→ Problema proposto 1: Quais pessoas são citadas pelo nome no trecho sobre o teto de gastos públicos?
→ Problema proposto 2: Continue o trecho sobre o teto de gastos públicos a partir da última frase apresentada.

→ Trecho selecionado:
+ + + +
Qualidade dos gastos

De acordo com Meirelles, mais importante do que o valor despendido com áreas como saúde, educação e segurança, é a qualidade desses gastos. "Dados da educação e da saúde hoje mostram que a alocação de recursos não é o problema. É preciso melhorar a qualidade do serviço prestado à população", afirmou em coletiva de imprensa. Para o ministro, não há contradição com o que o presidente interino declarou anteriormente. "OS recursos serão preservados, haverá correção pela inflação. Temer concorda totalmente com a PEC e é o grande patrocinador desse plano", esclareceu.

Meirelles destacou que a ideia da PEC é trazer mais credibilidade ao mercado, retomando a confiança para investir do setor produtivo. "Não há possibilidade de prosseguir economicamente no Brasil gastando muito mais do que a sociedade pode pagar. Este não é um plano meramente fiscal. Ele vai ajudar a recuperar a confiança do mercado, a gerar emprego e renda", disse.

Analistas de mercado concordam com esse posicionamento. Para Zeina Latif, economista-chefe XP Investimentos, a reação dos setores ligados à saúde e educação é certa, mas essa negociação entre governo e sociedade se faz necessária em momentos de recessão. "Não estamos falando de corte de gastos, mas de contenção de aumento. O atual desequilíbrio fiscal está condenando o país a não crescer. O fato é que acabou o dinheiro e não há opção além de mexer em direitos previstos na Constituição", afirma. Segundo a economista, a sociedade e o setor produtivo foram muito "complacentes" com o slogan do "Brasil que está na moda", criado pelo mercado internacional (a capa da The Economist de 2009 estampava "o Brasil decola") e endossado pelo governo brasileiro numa estrutura expansionista de gastos. "O bom da crise é que ela gera uma oportunidade de rediscutirmos problemas estruturais", complementa.

Uma alternativa possível para reequilibrar as contas públicas sem mexer nos direitos constitucionais seria aumentar arrecadação de impostos, o que foi descartado novamente pela Fazenda. Segundo o ministro, o Governo não trabalha com essa possibilidade tão cedo. Talvez, assim que a PEC entre em vigor e seus efeitos possam ser avaliados mais precisamente, chegue-se à conclusão de aumentar tributação. "Isso não está totalmente descartado para os próximos 20 anos, claro. Mas não há previsão de novos tributos agora", afirmou Meirelles.

A outra metade do problema

As medidas anunciadas nesta tarde podem não ser tão eficazes assim. De acordo com o economista Felipe Salto, especialista em contas públicas, as medidas anunciadas nesta quarta deixaram de foram metade das despesas, o que compromete a eficácia do pacote. Uma conta importante que ficou de fora do pacote de congelamento foi a Previdência, um segmento que abocanha mais de 40% dos gastos públicos obrigatórios.

Segundo escreveu em seu Twitter, a ideia de criar um teto para os gastos é positiva, mas o Governo contou uma "meia verdade" a respeito da saúde e da educação. "No fim das contas, os gastos sujeitos ao teto ficaram em torno de 50%, de modo que o restante poderá subir livremente. Qualquer gasto adicional exigirá redução em outra despesa. Não há mágica". Para ele, ainda há muito por explicar, mas o teto, nos moldes anunciados, "não resolverá o problema fiscal".
+ + + +
Itens listados em um conjunto de dados
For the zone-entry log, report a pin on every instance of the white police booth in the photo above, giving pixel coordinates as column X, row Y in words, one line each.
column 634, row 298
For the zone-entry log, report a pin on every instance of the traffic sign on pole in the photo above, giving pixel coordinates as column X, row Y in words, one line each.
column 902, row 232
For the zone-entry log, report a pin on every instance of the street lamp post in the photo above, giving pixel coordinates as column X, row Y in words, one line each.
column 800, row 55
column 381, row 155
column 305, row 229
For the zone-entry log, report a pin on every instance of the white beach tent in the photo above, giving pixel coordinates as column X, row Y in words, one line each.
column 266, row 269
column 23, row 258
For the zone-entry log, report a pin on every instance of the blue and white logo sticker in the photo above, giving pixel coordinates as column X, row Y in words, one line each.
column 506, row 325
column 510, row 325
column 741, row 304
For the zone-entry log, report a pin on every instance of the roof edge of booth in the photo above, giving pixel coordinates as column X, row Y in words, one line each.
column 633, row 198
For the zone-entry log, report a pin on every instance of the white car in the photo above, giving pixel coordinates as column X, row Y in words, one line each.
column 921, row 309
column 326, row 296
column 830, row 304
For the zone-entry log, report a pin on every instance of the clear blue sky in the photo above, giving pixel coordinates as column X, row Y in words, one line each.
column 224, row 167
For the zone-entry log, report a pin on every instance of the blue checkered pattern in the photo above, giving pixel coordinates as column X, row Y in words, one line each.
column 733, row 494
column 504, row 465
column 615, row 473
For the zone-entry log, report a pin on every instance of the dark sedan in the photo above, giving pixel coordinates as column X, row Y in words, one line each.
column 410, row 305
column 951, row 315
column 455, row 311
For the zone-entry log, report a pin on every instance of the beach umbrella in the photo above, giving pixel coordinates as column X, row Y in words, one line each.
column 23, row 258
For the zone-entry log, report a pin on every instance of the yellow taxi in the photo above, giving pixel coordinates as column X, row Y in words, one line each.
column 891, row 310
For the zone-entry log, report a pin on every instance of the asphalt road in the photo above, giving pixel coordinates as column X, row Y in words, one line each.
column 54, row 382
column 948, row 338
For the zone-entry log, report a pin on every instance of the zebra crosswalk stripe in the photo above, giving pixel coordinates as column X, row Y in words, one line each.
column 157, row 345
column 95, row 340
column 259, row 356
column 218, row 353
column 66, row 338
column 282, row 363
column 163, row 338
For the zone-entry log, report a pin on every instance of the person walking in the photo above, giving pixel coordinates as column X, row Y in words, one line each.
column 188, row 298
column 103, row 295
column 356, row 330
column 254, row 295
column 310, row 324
+ + + +
→ Resposta esperada 1: Meirelles, Temer, Zeina Latif e Felipe Salto.

→ Resposta esperada 2:
Ficaram de fora do pacote a Previdência, as transferências constitucionais a estados e municípios, créditos extraordinários, complementações ao Fundeb (fundo destinado à educação básica), despesas da Justiça Eleitoral com as eleições e despesas de capitalização de empresas estatais. Ao contrário dos gastos com benefícios de aposentadoria, a maior parte dessas outras despesas não foram incluídas porque sobem abaixo da inflação todos os anos.

Segundo o ministro da Fazenda, contudo, a previdência não foi totalmente esquecida. Ela será tratada separadamente, em proposta que segue sob negociação com sindicatos. O economista Alexandre Schwartzman concorda que esse setor demande um capítulo à parte. "Não adianta estipular um teto para gastos com a Previdência porque isso mexeria em aposentadorias atuais. Precisamos de reforma nessa área, portanto. De qualquer forma, é sabido que qualquer mudança na previdência vai surtir efeitos apenas no longo prazo, por contas das regras de transição", explica.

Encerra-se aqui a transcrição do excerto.